» DESCRIPTION OF THE TASK: Repeat the lines of the entries below, starting with the line containing "Please place a point on the cupped" and ending with the line containing "column 79, row 56", both included.

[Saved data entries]

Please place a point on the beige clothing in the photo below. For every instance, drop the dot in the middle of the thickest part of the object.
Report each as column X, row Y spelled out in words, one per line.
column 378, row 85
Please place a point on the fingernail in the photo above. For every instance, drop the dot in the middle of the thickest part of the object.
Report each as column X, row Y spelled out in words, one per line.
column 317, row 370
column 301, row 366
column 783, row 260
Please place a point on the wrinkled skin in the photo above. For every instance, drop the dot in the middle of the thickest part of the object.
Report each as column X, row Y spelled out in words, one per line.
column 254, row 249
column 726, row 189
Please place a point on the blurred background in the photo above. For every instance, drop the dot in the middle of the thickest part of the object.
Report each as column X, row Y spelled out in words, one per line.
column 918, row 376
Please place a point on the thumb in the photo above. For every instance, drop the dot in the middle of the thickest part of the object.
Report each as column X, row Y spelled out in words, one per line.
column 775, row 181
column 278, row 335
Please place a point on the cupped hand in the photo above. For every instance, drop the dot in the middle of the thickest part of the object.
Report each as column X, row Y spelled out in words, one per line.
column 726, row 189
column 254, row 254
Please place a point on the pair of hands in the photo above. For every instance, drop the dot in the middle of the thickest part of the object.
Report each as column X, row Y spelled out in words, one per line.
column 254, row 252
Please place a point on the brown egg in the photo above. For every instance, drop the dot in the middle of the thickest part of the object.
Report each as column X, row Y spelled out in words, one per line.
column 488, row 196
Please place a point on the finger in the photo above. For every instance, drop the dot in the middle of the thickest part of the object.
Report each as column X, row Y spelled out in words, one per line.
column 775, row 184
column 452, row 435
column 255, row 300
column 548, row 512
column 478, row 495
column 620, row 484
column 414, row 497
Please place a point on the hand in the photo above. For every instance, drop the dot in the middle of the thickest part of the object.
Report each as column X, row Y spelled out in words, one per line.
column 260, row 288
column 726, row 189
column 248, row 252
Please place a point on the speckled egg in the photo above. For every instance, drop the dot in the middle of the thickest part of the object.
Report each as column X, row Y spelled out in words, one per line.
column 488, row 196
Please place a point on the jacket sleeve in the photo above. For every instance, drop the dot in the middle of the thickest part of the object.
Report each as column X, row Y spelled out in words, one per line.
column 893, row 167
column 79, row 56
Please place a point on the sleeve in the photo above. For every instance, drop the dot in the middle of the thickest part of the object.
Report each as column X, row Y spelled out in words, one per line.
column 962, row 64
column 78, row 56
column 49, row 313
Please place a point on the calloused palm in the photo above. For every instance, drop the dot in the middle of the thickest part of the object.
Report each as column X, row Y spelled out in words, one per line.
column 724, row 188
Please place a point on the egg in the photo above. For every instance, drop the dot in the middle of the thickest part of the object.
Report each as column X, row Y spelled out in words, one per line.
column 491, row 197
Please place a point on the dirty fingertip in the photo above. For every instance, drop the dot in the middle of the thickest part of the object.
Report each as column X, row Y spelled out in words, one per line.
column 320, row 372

» RESULT OF THE TASK:
Please place a point on the cupped hand in the photo above. For every instance, drop the dot in the middle of the thickest part of the object.
Report each as column X, row Y spelled out in words, one per line.
column 726, row 189
column 254, row 254
Please place a point on the pair of hands in the photo above. For every instance, drop the dot in the middle of the thickest part of the object.
Report each as column X, row Y spelled out in words, one per line.
column 254, row 252
Please place a point on the brown egg in the photo above. For every instance, drop the dot in the middle of the thickest part of the object.
Report each as column X, row Y spelled out in words, one per line.
column 488, row 196
Please place a point on the finger in the photo above. For every instance, drop the dot in the middle of the thickest part of the object.
Report each as column X, row Y spelled out in words, one per line.
column 775, row 184
column 452, row 435
column 255, row 300
column 548, row 512
column 478, row 495
column 620, row 484
column 414, row 497
Please place a point on the hand in the photo above. For every instance, drop the dot in the middle of the thickest part of the object.
Report each as column X, row Y spelled out in words, one per line.
column 260, row 288
column 726, row 189
column 248, row 252
Please place a point on the speckled egg in the photo above. For every instance, drop the dot in the middle of the thickest part of the object.
Report each as column X, row Y spelled out in words, one per line.
column 488, row 196
Please place a point on the jacket sleeve in the photo above. For every instance, drop the dot in the middle of the thickest part of the object.
Report each as column X, row Y spelled out in words, one per line.
column 893, row 167
column 79, row 56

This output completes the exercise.